TASK INSTRUCTIONS
a) By what score did Stanford beat Iowa, according to the 2016 Rose Bowl article?
b) Pick up the 2016 Rose Bowl article after its last sentence and keep writing it.

EXCERPT TO READ
- Date: January 1, 2016
- Season: 2015
- Stadium: Rose Bowl
- Location: Pasadena, California
- MVP: Christian McCaffrey, RB (Stanford) Aziz Shittu, DE (Stanford)
- Favorite: Stanford by 6
- National anthem: Hawkeye Marching Band
- Referee: Reggie Smith (Big 12)
- Halftime show: Hawkeye Marching Band Stanford Band
- Attendance: 94,268
- Payout: US$40 million to each team

United States TV coverage
- Network: ESPN and ESPN Radio
- Announcers: ESPN: Brent Musburger (play-by-play) Jesse Palmer (analyst) Maria Taylor (sideline) ESPN Radio: Dave Pasch, Brian Griese
- Nielsen ratings: 7.9 (13.6 million viewers)

International TV coverage
- Network: ESPN Deportes
- Announcers: Eduardo Varela, Pablo Viruega

= 2016 Rose Bowl =

American college football game

The 2016 Rose Bowl was a college football bowl game that was played on January 1, 2016 at the Rose Bowl stadium in Pasadena, California. This 102nd Rose Bowl Game matched the Big Ten Conference West Division champion Iowa Hawkeyes against the Pac-12 Conference champion Stanford Cardinal. It was one of the 2015–16 bowl games that concluded the 2015 FBS football season. Sponsored by the Northwestern Mutual financial services organization, the game is officially known as the Rose Bowl Game presented by Northwestern Mutual. Stanford defeated Iowa 45–16 to win the championship and the Lathrop K. Leishman trophy.

The contest was televised on ESPN with a radio broadcast on ESPN Radio and XM Satellite Radio, which began at 1:30 p.m. (PST) with kickoff at 2:10 p.m. (PST). The Pasadena Tournament of Roses Association was the organizer of the game.

The Rose Bowl Game was a contractual sell-out, with 64,500 tickets allocated to the participating teams and conferences. The remaining tickets are distributed to the Tournament of Roses members, sponsors, City of Pasadena residents, and the general public. Ticket prices were $150 and $185.

==Pre-game activities==

The game was presided over by the 2016 Rose Queen, the Royal Court, Tournament of Roses President Mike Matthiessen, and Ken Burns, the Grand Marshal. The theme of the parade and game was "Find Your Adventure".

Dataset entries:
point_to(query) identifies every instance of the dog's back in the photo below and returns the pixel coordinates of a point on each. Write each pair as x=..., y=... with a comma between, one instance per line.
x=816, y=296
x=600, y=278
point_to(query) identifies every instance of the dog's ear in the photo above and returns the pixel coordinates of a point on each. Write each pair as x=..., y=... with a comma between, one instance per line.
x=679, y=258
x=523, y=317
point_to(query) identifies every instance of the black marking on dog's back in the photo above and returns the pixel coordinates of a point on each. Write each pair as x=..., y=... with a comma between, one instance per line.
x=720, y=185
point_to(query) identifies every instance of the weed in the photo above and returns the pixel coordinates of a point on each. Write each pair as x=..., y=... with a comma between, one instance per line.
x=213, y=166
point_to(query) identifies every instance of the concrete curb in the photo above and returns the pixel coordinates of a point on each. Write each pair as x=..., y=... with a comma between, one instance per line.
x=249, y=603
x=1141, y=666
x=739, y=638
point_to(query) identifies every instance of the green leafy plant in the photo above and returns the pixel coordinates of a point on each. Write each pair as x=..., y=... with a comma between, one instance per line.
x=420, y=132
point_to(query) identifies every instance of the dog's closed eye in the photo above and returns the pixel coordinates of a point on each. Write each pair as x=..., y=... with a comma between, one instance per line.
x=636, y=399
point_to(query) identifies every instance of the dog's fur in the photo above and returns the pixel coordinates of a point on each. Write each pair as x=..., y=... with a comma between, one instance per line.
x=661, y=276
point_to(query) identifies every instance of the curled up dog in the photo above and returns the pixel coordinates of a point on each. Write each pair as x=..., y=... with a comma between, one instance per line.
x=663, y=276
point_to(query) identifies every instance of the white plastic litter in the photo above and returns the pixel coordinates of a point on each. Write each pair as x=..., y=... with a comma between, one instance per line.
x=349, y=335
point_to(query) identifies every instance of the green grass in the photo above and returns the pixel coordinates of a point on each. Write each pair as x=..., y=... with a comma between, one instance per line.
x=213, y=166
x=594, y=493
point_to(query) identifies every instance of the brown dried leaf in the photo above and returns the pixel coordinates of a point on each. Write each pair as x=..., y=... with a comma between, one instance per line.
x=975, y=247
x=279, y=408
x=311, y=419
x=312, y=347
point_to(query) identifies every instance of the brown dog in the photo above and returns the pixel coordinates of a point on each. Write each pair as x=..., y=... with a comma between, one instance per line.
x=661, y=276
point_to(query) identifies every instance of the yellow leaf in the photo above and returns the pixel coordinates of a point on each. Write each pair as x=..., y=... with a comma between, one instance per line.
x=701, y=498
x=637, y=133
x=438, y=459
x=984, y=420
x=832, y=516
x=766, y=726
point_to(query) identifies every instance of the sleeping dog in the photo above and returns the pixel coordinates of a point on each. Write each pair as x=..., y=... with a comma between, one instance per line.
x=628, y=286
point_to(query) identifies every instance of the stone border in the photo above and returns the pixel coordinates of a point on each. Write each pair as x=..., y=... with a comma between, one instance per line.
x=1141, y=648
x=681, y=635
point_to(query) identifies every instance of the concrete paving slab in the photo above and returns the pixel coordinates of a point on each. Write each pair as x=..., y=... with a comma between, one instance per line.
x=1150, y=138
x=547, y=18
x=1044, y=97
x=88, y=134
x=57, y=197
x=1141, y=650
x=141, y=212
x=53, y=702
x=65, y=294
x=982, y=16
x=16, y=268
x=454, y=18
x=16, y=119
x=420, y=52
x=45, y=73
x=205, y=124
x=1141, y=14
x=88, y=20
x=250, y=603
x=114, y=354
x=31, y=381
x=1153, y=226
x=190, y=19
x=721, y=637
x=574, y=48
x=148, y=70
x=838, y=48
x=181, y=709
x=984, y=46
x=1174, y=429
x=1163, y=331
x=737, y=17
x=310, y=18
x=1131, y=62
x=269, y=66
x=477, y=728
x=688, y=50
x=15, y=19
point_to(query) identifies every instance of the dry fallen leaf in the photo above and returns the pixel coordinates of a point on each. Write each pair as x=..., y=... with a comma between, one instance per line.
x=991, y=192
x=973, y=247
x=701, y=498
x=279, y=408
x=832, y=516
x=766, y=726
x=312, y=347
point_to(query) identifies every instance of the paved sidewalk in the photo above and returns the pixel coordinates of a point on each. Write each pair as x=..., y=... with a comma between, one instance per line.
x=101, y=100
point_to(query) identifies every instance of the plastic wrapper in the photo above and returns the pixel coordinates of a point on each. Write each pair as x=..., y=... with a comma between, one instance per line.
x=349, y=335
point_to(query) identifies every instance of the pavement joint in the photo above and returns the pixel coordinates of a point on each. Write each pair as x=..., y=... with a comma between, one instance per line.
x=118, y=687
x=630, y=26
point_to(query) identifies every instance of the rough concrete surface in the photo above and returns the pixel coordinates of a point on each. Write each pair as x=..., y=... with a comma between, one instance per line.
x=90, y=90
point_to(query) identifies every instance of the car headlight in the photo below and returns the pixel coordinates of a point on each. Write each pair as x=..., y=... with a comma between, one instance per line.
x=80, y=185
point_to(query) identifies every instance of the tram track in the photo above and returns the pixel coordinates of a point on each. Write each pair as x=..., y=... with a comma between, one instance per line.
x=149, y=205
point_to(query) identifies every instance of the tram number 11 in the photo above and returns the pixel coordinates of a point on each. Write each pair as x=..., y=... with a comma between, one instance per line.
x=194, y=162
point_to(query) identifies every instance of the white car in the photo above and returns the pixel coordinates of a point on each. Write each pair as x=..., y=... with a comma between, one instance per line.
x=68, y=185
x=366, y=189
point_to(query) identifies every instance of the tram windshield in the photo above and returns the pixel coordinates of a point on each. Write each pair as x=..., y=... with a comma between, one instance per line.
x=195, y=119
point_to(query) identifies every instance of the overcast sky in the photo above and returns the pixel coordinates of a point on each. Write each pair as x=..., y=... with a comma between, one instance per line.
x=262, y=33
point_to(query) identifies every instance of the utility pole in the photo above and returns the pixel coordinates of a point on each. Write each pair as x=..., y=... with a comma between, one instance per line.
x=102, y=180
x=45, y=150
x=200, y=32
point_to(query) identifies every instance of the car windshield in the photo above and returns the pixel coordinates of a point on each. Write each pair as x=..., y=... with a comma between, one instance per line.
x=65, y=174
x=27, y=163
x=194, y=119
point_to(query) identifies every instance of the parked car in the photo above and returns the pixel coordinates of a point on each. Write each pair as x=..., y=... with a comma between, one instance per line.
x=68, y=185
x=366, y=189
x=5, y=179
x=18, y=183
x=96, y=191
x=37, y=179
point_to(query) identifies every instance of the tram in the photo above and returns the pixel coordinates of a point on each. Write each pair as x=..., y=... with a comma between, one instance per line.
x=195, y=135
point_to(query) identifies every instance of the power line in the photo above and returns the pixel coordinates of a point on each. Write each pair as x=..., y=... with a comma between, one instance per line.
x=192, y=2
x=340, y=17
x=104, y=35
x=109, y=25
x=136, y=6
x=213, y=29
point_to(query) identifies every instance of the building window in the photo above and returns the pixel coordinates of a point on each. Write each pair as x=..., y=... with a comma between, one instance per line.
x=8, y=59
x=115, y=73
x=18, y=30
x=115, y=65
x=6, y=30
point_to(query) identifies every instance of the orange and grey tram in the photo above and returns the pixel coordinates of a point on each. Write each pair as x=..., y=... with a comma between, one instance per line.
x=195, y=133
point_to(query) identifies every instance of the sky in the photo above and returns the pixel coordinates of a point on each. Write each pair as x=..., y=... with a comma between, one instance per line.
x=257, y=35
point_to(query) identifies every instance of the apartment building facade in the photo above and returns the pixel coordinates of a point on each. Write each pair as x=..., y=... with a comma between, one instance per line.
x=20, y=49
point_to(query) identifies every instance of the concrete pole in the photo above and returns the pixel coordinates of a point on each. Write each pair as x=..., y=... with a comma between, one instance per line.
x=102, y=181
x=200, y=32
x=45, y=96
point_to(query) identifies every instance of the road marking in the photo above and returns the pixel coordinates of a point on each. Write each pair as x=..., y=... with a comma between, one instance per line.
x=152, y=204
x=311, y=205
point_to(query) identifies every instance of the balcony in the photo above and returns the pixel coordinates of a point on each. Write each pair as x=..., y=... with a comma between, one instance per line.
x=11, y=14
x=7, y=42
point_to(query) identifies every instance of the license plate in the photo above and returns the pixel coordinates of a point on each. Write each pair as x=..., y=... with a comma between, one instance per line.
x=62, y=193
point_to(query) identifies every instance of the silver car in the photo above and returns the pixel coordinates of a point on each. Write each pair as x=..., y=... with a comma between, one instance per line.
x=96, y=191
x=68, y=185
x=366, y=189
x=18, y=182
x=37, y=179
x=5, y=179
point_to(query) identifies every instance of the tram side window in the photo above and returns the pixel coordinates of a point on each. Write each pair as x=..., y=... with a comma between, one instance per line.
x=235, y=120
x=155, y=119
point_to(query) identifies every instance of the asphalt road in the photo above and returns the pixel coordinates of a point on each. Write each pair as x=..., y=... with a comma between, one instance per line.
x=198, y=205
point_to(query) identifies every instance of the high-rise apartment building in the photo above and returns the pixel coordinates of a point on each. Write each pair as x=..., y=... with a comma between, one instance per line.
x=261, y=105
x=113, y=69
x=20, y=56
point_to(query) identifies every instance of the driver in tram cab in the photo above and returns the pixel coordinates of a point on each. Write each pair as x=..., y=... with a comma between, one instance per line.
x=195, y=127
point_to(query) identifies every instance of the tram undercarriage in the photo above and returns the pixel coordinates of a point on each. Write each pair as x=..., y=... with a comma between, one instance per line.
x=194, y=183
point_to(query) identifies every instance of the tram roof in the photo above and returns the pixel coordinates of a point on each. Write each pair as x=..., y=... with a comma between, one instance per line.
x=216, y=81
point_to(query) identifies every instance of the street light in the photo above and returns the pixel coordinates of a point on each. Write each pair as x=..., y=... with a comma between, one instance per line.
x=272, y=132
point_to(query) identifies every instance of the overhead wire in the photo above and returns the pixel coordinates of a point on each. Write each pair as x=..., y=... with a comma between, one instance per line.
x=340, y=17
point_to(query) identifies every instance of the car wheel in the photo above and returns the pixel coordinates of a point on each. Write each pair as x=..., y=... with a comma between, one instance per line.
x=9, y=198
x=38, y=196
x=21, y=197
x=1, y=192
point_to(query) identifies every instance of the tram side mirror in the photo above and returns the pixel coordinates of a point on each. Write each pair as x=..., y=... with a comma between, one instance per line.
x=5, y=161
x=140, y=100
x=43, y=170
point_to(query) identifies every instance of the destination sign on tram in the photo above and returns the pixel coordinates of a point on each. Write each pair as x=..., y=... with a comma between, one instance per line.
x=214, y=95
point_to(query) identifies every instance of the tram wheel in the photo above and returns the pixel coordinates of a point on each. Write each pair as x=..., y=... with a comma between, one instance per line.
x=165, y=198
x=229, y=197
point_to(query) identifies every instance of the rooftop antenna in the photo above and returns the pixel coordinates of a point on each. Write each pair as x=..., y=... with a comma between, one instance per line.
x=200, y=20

PER-TASK OUTPUTS
a) 45–16

b)
After the teams' arrival in Southern California, the teams participated in the traditional Lawry's Beef Bowl in Beverly Hills and the Disney Media Day at the Disneyland Resort in nearby Anaheim. The Rose Bowl Hall of Fame ceremony luncheon was held prior to the game at the Pasadena Convention Center, where outstanding former players and participants were inducted into the hall. They were Mark Brunell, Washington; Jim Muldoon, Pac-10 Conference; Fritz Pollard, Brown; and Tyrone Wheatley, Michigan.

The bands and cheerleaders from both schools participated in the pre-game Rose Parade on Colorado Boulevard in Pasadena, California along with the floats.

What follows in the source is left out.